TEXTAUSZUG>
--------------------------------------------------

Etwas mehr Demonstranten (ca. 600) versammelten sich der Exekutive zufolge am Wiener Westbahnhof, um zum Ballhausplatz zu ziehen. Vorerst wurden keine Vorfälle gemeldet. Die Abschlusskundgebungen waren jedoch erst für den späteren Abend vorgesehen. Im Wiener Stephansdom fand am frühen Abend ein Ökumenisches Abendgebet im Gedenken an die Opfer des Völkermordes statt, an dem unter anderen Kardinal Christoph Schönborn und der armenische Archimandrit, Pater Tiran Petrosyan, teilnahmen.

Die Türkei hatte sich am Mittwoch über eine Erklärung des Österreichischen Nationalrats zum Völkermord an den Armeniern 1915 empört und von einer "dauerhaften Schädigung" der Beziehungen zwischen beiden Ländern gesprochen. Der türkische Botschafter wurde aus Wien zurückberufen. Laut Medienberichten wurden auch Wirtschaftssanktionen sondiert.

--------------------------------------------------

AUFGABEN ZUM VERSTÄNDNIS>
**a.** Übertragen Sie aus dem Bericht über die Wiener Kundgebungen zum Völkermord an den Armeniern wortgetreu den Abschnitt, der bei den Worten „Etwas mehr Demonstranten“ einsetzt und nach „Tiran Petrosyan, teilnahmen.“ aufhört.
**b.** Führen Sie den Bericht über die Wiener Kundgebungen zum Völkermord an den Armeniern im Anschluss an seinen letzten Satz weiter.

UNTERSUCHTE DATEN>
--------------------------------------------------

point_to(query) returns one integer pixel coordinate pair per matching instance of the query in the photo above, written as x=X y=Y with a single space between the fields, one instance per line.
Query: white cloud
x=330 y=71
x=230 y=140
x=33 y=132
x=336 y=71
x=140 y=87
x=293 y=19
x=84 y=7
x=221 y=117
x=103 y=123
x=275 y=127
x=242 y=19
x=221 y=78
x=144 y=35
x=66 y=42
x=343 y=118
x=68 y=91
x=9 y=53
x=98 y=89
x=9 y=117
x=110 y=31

--------------------------------------------------

GEORDNETE ANTWORTEN>
**a.**
Etwas mehr Demonstranten (ca. 600) versammelten sich der Exekutive zufolge am Wiener Westbahnhof, um zum Ballhausplatz zu ziehen. Vorerst wurden keine Vorfälle gemeldet. Die Abschlusskundgebungen waren jedoch erst für den späteren Abend vorgesehen. Im Wiener Stephansdom fand am frühen Abend ein Ökumenisches Abendgebet im Gedenken an die Opfer des Völkermordes statt, an dem unter anderen Kardinal Christoph Schönborn und der armenische Archimandrit, Pater Tiran Petrosyan, teilnahmen.

**b.**
"Nichts ist vergessen, nach hundert Jahren erinnern wir uns", sagte Armeniens Präsident Serzh Sarksyan. Er dankte den internationalen Gästen für ihre Verbundenheit mit dem armenischen Volk. Zugleich forderte er die Türkei auf, die Massaker als Völkermord anzuerkennen. An der Zeremonie in der Gedenkstätte auf einem Hügel am Rande der Innenstadt von Eriwan nahmen auch Frankreichs Präsident François Hollande und Russlands Staatschef Wladimir Putin teil.

Hollande sagte, er verneige sich vor den Opfern. "Wir werden die Tragödie, die Ihr Volk erduldet hat, niemals vergessen", versicherte er. In der Türkei seien bereits "wichtige Worte" geäußert worden, doch würden noch weitere erwartet. Putin sagte seinerseits, Massenmorde seien durch nichts zu rechtfertigen. Das türkische Außenministerium wies später Putins Einstufung der Ereignisse als Genozid zurück und verurteilte die Äußerungen.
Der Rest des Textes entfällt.